_Text provided_
* * * * * * * * *
Skip to content

Model Evaluation

Introduction

Evaluate mode is used to test the performance of the model on the reserved test set for the specified task. Similar to training, the routine can be customized via CLI configuration file or by setting the parameters directly in the code. The evaluation process involves testing the model's performance on the test data to measure its accuracy, precision, recall, and F1 score. A number of results and metrics will be generated and saved to the job_dir.


Usage

Example

The following command will evaluate the rhythm model using the reference configuration:

heartkit --mode evaluate --task rhythm --config ./configs/rhythm-class-2.json
from pathlib import Path
import heartkit as hk

task = hk.TaskFactory.get("rhythm")
task.evaluate(hk.HKTestParams(
    job_dir=Path("./results/rhythm-class-2"),
    ds_path=Path("./datasets"),
    datasets=[{
        "name": "icentia11k",
        "params": {}
    }],
    num_classes=2,
    class_map={
        0: 0,
        1: 1,
        2: 1
    },
    class_names=[
        "NONE", "AFIB/AFL"
    ],
    sampling_rate=200,
    frame_size=800,
    test_samples_per_patient=[100, 800],
    test_patients=1000,
    test_size=100000,
    data_parallelism=lambda: os.cpu_count() or 1,
    preprocesses=[
        hk.PreprocessParams(
            name="znorm",
            params=dict(
                eps=0.01,
                axis=None
            )
        )
    ]
))

Arguments

The following tables lists the arguments that can be used with the evaluate command.

HKTestParams

Argument Type Opt/Req Default Description
job_dir Path Optional tempfile.gettempdir Job output directory
ds_path Path Optional Path() Dataset directory
datasets list[DatasetParams] Optional Datasets
sampling_rate int Optional 250 Target sampling rate (Hz)
frame_size int Optional 1250 Frame size
num_classes int Optional 1 # of classes
class_map dict[int, int] Optional Class/label mapping
class_names list[str] Optional None Class names
test_samples_per_patient int|list[int] Optional 1000 # test samples per patient
test_patients float|None Optional None # or proportion of patients for testing
test_size int Optional 200000 # samples for testing
test_file Path|None Optional None Path to load/store pickled test file
preprocesses list[PreprocessParams] Optional Preprocesses
augmentations list[AugmentationParams] Optional Augmentations
model_file Path|None Optional None Path to save model file (.keras)
threshold float|None Optional None Model output threshold
seed int|None Optional None Random state seed
data_parallelism int Optional os.cpu_count # of data loaders running in parallel

QuantizationParams

Argument Type Opt/Req Default Description
enabled bool Optional False Enable quantization
qat bool Optional False Enable quantization aware training (QAT)
ptq bool Optional False Enable post training quantization (PTQ)
input_type str|None Optional None Input type
output_type str|None Optional None Output type
supported_ops list[str]|None Optional None Supported ops

DatasetParams

Argument Type Opt/Req Default Description
name str Required Dataset name
params dict[str, Any] Optional {} Dataset parameters
weight float Optional 1 Dataset weight

PreprocessParams

Argument Type Opt/Req Default Description
name str Required Preprocess name
params dict[str, Any] Optional {} Preprocess parameters

AugmentationParams

Argument Type Opt/Req Default Description
name str Required Augmentation name
params dict[str, Any] Optional {} Augmentation parameters
* * * * * * * * *
_Point-per-instance localization data_
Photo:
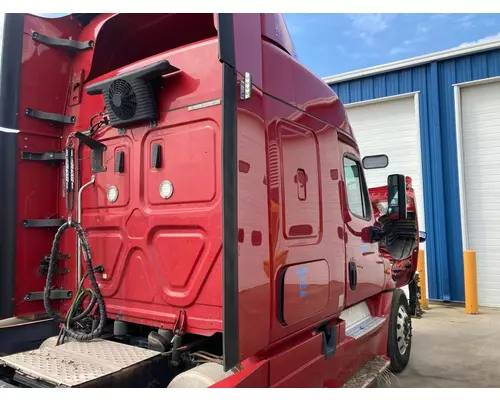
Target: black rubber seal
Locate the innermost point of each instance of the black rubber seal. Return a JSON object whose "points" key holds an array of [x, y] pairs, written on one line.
{"points": [[10, 81], [229, 193]]}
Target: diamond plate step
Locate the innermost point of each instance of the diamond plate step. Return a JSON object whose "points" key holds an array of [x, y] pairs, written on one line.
{"points": [[364, 326], [75, 363], [368, 375]]}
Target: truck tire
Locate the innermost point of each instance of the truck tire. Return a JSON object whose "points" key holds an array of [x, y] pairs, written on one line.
{"points": [[400, 332]]}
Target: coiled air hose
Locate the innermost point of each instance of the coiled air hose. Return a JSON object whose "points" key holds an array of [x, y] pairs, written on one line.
{"points": [[79, 296]]}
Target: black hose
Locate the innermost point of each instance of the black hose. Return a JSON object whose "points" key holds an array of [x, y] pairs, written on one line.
{"points": [[96, 298]]}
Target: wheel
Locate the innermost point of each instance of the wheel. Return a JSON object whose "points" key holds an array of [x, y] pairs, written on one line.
{"points": [[400, 332]]}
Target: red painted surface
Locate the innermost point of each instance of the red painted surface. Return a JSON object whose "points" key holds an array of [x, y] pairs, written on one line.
{"points": [[166, 252], [299, 361], [163, 256], [45, 76]]}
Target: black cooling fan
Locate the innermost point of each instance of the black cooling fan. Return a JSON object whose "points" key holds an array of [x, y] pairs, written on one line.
{"points": [[130, 97]]}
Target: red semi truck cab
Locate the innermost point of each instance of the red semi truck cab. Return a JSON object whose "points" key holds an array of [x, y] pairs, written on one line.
{"points": [[181, 185]]}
* * * * * * * * *
_Task requirements_
Please output the text of the model evaluation page above verbatim, between "Evaluate mode is" and "to the job_dir.", inclusive.

_Problem solution_
Evaluate mode is used to test the performance of the model on the reserved test set for the specified task. Similar to training, the routine can be customized via CLI configuration file or by setting the parameters directly in the code. The evaluation process involves testing the model's performance on the test data to measure its accuracy, precision, recall, and F1 score. A number of results and metrics will be generated and saved to the job_dir.